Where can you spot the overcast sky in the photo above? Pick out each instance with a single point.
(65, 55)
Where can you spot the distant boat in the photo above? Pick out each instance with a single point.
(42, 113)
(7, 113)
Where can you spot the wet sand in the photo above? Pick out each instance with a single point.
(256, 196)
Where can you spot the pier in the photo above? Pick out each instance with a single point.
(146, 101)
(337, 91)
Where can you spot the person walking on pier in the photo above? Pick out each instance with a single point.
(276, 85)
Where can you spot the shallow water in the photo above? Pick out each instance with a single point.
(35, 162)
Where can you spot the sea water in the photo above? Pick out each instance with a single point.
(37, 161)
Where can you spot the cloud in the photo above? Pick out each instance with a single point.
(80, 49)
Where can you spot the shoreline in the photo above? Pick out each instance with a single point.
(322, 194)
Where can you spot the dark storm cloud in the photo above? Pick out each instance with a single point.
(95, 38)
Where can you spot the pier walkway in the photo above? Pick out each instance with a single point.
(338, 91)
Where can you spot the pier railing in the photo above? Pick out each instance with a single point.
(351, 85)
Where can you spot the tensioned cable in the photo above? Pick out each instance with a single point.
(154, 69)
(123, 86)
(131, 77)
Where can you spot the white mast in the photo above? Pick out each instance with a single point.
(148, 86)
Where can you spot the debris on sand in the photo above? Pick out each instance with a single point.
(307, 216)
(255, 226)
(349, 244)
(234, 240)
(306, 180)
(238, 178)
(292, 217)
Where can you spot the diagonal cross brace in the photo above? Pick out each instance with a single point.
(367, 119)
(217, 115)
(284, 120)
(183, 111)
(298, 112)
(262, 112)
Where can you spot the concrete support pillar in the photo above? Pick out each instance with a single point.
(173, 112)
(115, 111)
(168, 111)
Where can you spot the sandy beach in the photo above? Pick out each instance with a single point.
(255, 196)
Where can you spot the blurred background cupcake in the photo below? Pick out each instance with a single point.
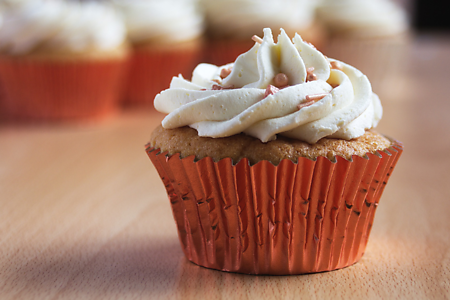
(371, 35)
(61, 60)
(232, 23)
(166, 39)
(1, 88)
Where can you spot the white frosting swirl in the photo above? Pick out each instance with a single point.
(363, 18)
(60, 25)
(345, 112)
(169, 20)
(243, 18)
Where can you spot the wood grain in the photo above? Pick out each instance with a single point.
(85, 215)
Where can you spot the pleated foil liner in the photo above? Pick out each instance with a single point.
(61, 90)
(294, 218)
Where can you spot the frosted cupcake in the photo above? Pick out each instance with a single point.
(166, 39)
(270, 163)
(61, 61)
(370, 35)
(231, 24)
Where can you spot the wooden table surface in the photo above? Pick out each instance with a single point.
(84, 215)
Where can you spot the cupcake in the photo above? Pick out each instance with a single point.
(61, 61)
(370, 35)
(231, 24)
(166, 37)
(271, 164)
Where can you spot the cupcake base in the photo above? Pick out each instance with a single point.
(293, 218)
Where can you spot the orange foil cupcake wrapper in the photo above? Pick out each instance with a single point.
(294, 218)
(55, 91)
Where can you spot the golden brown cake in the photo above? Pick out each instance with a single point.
(186, 141)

+---+

__WORK REQUIRED__
The full listing, transcribed exactly and without its pictures, is the expected result.

__WRITTEN ANSWER__
Where can you spot the overcast sky in the photo above? Pick out each instance with a single point.
(65, 55)
Where can you spot the distant boat in the photo above? Pick out each instance with a single point.
(42, 113)
(7, 113)
Where can you spot the wet sand in the photo above? Pick out each instance with a single point.
(256, 196)
Where can you spot the pier in the photo above? Pick out each instance with a single point.
(146, 101)
(337, 91)
Where can you spot the person walking on pier in the photo above? Pick out each instance with a single point.
(276, 85)
Where can you spot the shallow water in the photo above? Pick out each instance with a single point.
(35, 162)
Where can you spot the sea water in the photo above? Pick out each instance with a single point.
(37, 161)
Where can you spot the cloud in the photo above? Pick out each instance with a single point.
(80, 49)
Where can you spot the shoreline in the photo above? Pick out each instance with a single point.
(322, 194)
Where can you spot the dark storm cloud in the photo above? Pick out each instance with a single point.
(95, 38)
Where can you spot the pier walkway in the photo above? Pick out each instance with a single point.
(338, 91)
Where can you spot the pier railing in the photo above? Pick out each instance with a single point.
(351, 85)
Where can you spot the tensioned cable in the photo above? Pick out each instance with a single point.
(154, 69)
(123, 86)
(131, 77)
Where can you spot the white mast in the photo above? Pick out each instance with a single point.
(148, 86)
Where can you spot the debris on sand in the photo above? Pick out each instance with a single point.
(307, 216)
(255, 226)
(349, 244)
(234, 240)
(306, 180)
(238, 178)
(292, 217)
Where can you spot the diagonal cross brace in the photo above? Pick out each instance with a single point.
(367, 119)
(217, 115)
(284, 120)
(183, 111)
(298, 112)
(262, 112)
Where can you spot the concrete support pillar in the photo above? Pick out each instance with a single point.
(173, 112)
(115, 111)
(168, 111)
Where can you spot the sandy beach in the photo above? Pick out each instance with a single point.
(255, 196)
Where can you spot the blurred background cupcake in the photo below? Pick out each instance with a single point.
(371, 35)
(61, 60)
(232, 23)
(166, 39)
(1, 88)
Where can you spot the white frosting swirl in the photo above? Pick out each instance with a single point.
(363, 18)
(60, 25)
(345, 112)
(169, 20)
(243, 18)
Where can you spot the wood grain in the photo above? Pick out each instance with a single point.
(85, 215)
Where can you spot the pleated foil liner in the photo above? Pick out each instance with a single point.
(61, 90)
(294, 218)
Where can you spot the frosted cupcake in the photo above? Pick out each instance with a single point.
(166, 39)
(270, 163)
(61, 61)
(370, 35)
(231, 24)
Where can you spot the wooden table surface in the photo above? Pick out each instance with a single point.
(84, 215)
Where can you spot the cupcake in the photo above? Pick out each instance with a single point.
(61, 61)
(370, 35)
(231, 24)
(166, 37)
(271, 164)
Where can you spot the cupcake base in the photo above? Pick out each instance with a single point.
(293, 218)
Where can you spot the orange foil cupcake wrapper in the photo above? Pick out each instance with a single point.
(294, 218)
(55, 91)
Where can you spot the golden brown cake in the photo above? Pick out each instance with a single point.
(186, 141)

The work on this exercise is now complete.